Text passage below:

Federated proximal learning with data augmentation for brain tumor classification under heterogeneous data distributions

Publications

Federated proximal learning with data augmentation for brain tumor classification under heterogeneous data distributions

Year : 2025

Publisher : PeerJ Inc.

Source Title : PeerJ Computer Science

Document Type :

Abstract

The increasing use of electronic health records (EHRs) has transformed healthcare management, yet data sharing across institutions remains limited due to privacy concerns. Federated learning (FL) offers a privacy-preserving solution by enabling collaborative model training without centralized data sharing. However, non-independent and identically distributed (non-IID) data distributions, where the data across clients differ in class proportions and feature characteristics, pose a major challenge to achieving robust model performance. In this study, we propose a hybrid framework that combines the Federated Proximal (FedProx) algorithm with the ResNet50 architecture to address non-IID data issues. We artificially partitioned an IID brain tumor dataset into non-IID subsets to simulate real-world conditions and applied data augmentation techniques to balance class distributions. Global model performance is monitored across 100 training rounds with varying regularization parameters in FedProx. The proposed framework achieved an accuracy of 97.71% on IID data and 87.19% in extreme non-IID scenarios, with precision, recall, and F1-scores also demonstrating strong performance. These findings highlight the effectiveness of combining data augmentation with FedProx in mitigating data imbalance in FL, thereby supporting equitable and efficient training of privacy-preserving models for healthcare applications.

End of Text passage.
Data section below:

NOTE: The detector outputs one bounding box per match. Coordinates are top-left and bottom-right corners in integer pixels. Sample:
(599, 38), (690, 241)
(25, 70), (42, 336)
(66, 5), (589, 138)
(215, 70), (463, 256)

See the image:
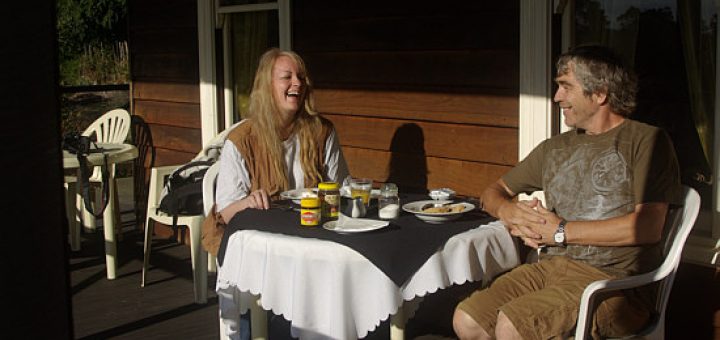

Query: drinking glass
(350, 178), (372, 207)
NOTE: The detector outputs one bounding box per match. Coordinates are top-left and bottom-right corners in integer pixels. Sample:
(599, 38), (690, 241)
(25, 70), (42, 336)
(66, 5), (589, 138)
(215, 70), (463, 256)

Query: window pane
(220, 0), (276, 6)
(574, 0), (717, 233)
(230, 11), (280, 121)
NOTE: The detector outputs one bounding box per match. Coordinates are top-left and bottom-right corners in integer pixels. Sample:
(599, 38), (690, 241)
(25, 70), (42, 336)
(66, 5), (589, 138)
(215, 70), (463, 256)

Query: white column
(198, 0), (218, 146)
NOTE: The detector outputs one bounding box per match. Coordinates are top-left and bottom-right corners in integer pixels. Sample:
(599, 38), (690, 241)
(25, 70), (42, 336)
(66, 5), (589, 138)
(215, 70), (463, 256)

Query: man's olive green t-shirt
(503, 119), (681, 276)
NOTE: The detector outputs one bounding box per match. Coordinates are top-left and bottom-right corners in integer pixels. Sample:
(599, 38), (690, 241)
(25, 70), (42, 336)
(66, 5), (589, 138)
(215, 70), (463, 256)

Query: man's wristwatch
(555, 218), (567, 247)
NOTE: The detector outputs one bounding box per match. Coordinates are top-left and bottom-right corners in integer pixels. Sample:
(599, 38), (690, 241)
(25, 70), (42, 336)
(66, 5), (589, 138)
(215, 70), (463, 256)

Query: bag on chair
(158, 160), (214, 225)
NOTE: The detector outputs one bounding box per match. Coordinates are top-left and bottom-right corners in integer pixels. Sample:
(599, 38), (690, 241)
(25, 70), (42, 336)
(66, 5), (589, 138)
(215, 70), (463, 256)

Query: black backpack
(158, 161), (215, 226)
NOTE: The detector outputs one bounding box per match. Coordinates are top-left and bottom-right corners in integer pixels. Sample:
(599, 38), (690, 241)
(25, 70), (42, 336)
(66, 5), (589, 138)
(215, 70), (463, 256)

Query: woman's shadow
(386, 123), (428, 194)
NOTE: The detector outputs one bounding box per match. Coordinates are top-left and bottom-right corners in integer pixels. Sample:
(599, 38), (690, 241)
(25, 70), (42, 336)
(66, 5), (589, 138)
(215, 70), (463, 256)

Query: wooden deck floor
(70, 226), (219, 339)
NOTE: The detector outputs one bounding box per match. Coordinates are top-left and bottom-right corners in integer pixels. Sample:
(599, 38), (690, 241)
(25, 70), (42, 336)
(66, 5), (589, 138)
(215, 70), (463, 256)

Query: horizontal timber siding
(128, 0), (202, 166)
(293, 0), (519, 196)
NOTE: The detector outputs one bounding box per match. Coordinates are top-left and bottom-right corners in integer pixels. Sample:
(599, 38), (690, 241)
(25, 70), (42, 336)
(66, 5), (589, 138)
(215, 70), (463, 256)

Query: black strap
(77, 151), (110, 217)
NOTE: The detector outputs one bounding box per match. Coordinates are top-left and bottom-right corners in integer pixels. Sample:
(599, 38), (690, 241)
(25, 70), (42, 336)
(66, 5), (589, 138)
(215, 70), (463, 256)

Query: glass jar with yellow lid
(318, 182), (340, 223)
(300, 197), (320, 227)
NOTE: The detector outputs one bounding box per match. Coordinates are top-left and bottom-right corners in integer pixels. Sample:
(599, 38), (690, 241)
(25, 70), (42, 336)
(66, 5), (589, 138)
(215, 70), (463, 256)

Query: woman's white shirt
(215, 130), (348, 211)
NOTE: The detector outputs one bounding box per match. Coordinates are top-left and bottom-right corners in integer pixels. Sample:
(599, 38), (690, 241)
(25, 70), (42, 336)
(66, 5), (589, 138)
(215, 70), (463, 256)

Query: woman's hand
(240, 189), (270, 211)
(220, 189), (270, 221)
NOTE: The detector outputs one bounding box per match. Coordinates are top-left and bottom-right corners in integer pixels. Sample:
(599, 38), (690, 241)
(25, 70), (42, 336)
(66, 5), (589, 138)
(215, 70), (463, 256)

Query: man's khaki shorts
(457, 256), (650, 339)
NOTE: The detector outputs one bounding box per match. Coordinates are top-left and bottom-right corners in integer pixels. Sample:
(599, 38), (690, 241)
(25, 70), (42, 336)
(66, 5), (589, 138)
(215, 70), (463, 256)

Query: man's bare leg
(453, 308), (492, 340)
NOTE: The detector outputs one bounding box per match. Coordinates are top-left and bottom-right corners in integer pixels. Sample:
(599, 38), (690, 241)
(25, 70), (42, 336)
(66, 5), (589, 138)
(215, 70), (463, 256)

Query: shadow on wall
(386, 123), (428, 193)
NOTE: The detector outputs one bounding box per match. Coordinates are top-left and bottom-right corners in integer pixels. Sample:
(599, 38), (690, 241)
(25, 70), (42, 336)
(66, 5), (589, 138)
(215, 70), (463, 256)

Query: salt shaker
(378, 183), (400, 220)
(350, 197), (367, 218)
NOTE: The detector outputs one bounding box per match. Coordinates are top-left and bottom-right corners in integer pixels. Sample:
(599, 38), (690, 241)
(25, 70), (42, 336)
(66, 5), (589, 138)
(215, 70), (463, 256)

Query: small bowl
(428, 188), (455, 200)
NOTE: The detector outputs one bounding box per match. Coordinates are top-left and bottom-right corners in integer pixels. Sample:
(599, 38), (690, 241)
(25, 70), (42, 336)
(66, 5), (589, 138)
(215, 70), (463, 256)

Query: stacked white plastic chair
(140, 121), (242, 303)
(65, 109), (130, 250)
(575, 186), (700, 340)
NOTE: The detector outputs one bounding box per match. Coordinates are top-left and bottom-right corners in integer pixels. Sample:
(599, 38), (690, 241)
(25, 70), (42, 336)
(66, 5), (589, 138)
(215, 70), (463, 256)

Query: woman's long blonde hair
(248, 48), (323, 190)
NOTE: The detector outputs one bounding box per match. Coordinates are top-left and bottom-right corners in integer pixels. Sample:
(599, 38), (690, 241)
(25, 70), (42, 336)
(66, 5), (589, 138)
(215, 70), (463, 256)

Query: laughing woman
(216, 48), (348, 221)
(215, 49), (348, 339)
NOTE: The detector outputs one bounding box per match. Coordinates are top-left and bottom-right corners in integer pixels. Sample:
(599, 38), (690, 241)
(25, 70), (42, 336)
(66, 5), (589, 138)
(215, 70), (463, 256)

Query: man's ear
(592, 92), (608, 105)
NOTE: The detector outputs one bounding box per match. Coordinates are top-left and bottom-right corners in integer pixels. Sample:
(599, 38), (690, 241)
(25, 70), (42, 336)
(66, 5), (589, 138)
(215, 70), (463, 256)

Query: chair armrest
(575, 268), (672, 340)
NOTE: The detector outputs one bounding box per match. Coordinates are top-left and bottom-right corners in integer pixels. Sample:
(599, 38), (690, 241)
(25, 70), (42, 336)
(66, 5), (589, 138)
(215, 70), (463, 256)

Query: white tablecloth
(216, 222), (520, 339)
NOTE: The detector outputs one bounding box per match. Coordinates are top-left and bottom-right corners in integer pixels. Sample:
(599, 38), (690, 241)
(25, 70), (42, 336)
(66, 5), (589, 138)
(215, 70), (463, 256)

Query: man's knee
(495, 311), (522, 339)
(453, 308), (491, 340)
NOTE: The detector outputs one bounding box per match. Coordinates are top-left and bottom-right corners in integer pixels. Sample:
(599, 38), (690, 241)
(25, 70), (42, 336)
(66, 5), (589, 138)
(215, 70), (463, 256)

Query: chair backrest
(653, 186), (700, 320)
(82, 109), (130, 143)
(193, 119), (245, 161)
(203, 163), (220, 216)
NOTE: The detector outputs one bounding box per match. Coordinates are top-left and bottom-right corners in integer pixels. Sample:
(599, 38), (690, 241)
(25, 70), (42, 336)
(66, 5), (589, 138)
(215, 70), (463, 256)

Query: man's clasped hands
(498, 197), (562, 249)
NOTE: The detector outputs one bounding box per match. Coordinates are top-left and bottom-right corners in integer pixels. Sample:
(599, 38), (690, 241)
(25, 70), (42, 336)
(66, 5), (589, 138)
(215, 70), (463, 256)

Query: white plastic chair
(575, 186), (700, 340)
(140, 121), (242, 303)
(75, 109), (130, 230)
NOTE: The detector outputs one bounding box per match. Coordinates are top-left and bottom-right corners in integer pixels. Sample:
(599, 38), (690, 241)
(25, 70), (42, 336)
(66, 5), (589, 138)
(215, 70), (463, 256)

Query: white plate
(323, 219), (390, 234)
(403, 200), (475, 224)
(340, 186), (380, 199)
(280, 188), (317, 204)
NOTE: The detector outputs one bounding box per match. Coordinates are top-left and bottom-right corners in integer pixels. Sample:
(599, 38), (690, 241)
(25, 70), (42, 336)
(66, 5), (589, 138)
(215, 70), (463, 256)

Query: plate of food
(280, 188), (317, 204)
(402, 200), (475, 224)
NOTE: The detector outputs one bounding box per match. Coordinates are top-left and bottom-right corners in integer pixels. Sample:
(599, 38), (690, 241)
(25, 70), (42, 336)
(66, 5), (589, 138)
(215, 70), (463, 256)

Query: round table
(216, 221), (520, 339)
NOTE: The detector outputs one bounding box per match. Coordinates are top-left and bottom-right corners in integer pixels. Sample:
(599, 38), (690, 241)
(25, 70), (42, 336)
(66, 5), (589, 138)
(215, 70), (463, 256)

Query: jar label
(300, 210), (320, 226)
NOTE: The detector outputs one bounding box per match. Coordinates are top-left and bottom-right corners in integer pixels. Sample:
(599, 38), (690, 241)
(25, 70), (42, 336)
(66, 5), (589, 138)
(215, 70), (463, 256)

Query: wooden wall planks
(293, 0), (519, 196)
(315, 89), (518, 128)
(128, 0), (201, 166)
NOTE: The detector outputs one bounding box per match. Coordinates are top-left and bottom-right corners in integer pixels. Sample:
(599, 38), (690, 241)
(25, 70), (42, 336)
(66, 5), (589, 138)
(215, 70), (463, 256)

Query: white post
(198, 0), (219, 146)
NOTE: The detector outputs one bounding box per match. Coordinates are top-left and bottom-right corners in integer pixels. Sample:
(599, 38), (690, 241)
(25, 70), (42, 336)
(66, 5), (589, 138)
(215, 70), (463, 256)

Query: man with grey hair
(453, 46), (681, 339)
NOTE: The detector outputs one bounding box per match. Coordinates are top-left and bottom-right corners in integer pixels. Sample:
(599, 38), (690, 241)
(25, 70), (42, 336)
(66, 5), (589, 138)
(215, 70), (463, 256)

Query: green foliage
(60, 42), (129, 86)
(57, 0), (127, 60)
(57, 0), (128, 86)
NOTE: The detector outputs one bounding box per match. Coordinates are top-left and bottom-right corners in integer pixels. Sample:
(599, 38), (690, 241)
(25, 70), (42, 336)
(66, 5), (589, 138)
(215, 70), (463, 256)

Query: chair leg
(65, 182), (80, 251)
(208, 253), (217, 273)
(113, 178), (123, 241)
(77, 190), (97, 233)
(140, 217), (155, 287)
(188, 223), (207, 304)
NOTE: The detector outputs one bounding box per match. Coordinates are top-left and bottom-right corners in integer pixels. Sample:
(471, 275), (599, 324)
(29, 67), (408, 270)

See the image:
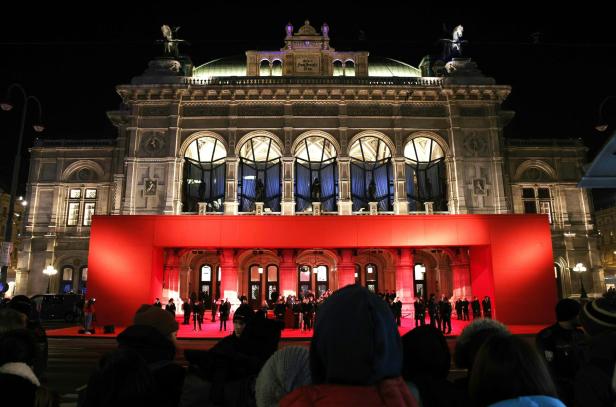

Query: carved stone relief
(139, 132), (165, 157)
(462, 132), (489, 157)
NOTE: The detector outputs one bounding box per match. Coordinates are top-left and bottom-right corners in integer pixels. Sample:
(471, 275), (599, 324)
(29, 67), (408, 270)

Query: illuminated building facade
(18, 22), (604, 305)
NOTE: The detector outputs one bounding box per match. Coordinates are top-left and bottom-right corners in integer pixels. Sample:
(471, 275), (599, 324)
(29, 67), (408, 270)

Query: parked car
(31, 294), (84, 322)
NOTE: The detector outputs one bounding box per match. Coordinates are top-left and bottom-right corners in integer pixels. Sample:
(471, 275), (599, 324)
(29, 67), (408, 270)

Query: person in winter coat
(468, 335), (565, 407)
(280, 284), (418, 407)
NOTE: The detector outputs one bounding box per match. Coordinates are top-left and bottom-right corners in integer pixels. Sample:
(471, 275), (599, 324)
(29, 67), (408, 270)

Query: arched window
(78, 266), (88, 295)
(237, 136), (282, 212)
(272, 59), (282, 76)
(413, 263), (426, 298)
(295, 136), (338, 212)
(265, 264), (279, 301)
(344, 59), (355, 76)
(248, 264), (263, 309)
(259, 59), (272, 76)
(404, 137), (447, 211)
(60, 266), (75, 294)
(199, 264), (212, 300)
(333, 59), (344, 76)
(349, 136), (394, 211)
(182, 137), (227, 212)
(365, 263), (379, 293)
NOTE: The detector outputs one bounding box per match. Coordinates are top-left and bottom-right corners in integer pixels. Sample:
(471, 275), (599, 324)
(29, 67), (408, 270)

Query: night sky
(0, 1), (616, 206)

End of Data section.

§ **Problems to work on**
A. Please reproduce the part of the brain tumor abstract that begins at the words "Publications" and stops after "Publisher : PeerJ Inc.".
B. Answer these questions from the brain tumor abstract:
(i) Which publisher is listed?
(ii) Which algorithm does the proposed framework combine with the ResNet50 architecture?
(iii) What accuracy did the framework achieve in extreme non-IID scenarios?

§ **Completed exercise**
A.
Publications

Federated proximal learning with data augmentation for brain tumor classification under heterogeneous data distributions

Year : 2025

Publisher : PeerJ Inc.

B.
(i) PeerJ Inc.
(ii) The Federated Proximal (FedProx) algorithm
(iii) 87.19%